▶ Challenge
In the article on gold below, how would you render this sentence in Spanish: "Given his success, it is notable that Paulson is now quite bullish on gold."
** START Given passage **
Meta Description: Editorial
Director Justice Litle tells readers John Paulson now quite bullish on gold
and the Reserve Bank of India may have just made him look like a prophet...
Keywords: Gold, Banks,
Paul Tudor Jones, John Paulson, Reserve Bank of India
Justice Litle bio: Justice
Litle is Editorial Director for Taipan Publishing Group. He is also a regular
contributor to Taipan
Daily, a free investing and trading e-letter and editor of Justice Litle’s Macro Trader.
Link to original
article: http://www.taipanpublishinggroup.com/taipan-daily-110409.html
Taipan
Daily: The Best Trader in the World Is Wildly Bullish on Gold
Justice Litle, Editorial Director, Taipan Publishing
Group
The “Michael
Jordan of trading” is now table-poundingly bullish on gold. And the
Reserve Bank of India may have just made him look like a prophet...
John Paulson (no
relation to Hank) is widely viewed as the most successful money manager of
our times. Paulson made billions of dollars for himself and his investors by
finding an obscure, non-public way to bet against the housing bubble. In
terms of absolute dollar profit, his subprime crisis score is the largest
ever.
Given his success, it
is notable that Paulson is now quite bullish on gold. The Paulson Funds have
heavy exposure to gold and gold stocks, and even offer an investment vehicle
with payouts denominated in gold.
But, for all that, John
Paulson is more of an investor than a trader. A trader, in the purist sense
of the word, is an opportunistic mercenary type... someone who can raid most
any asset class – stocks, bonds, commodities, currencies – and
walk away with armloads of cash.
A
Trader’s Trader
That is what it makes
it even more notable for Paul Tudor Jones – the ultimate trader’s
trader, and arguably the most successful pure trader alive today – to
be wildly bullish on gold.
Your editor has long
been a fan of PTJ (Jones’ initials), seeing him as a sort of market
mentor from afar. In the 80s and 90s, PTJ was known as the “Michael
Jordan of trading.” After cutting his teeth in the commodity pits,
Jones went on to trade most every asset class under the sun in his futures
trading fund.
** END Given passage **
** START Stored records **
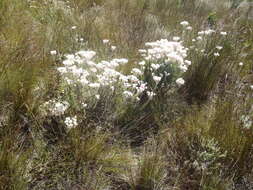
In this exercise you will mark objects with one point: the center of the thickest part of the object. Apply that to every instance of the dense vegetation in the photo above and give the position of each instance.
(126, 94)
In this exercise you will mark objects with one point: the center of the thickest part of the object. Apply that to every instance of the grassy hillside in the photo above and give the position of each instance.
(126, 95)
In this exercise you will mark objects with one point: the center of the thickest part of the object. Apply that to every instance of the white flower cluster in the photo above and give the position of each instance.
(169, 51)
(81, 69)
(164, 52)
(55, 107)
(71, 122)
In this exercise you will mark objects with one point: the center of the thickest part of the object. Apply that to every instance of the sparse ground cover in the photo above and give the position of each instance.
(126, 94)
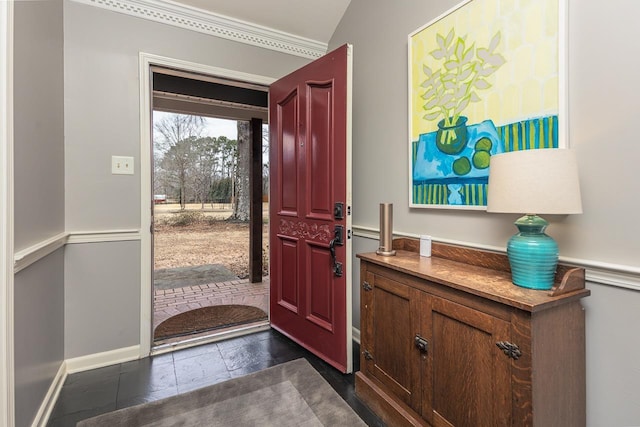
** END Stored records **
▶ Solution
Dado su éxito, es notable que Paulson se muestre ahora bastante alcista respecto al oro.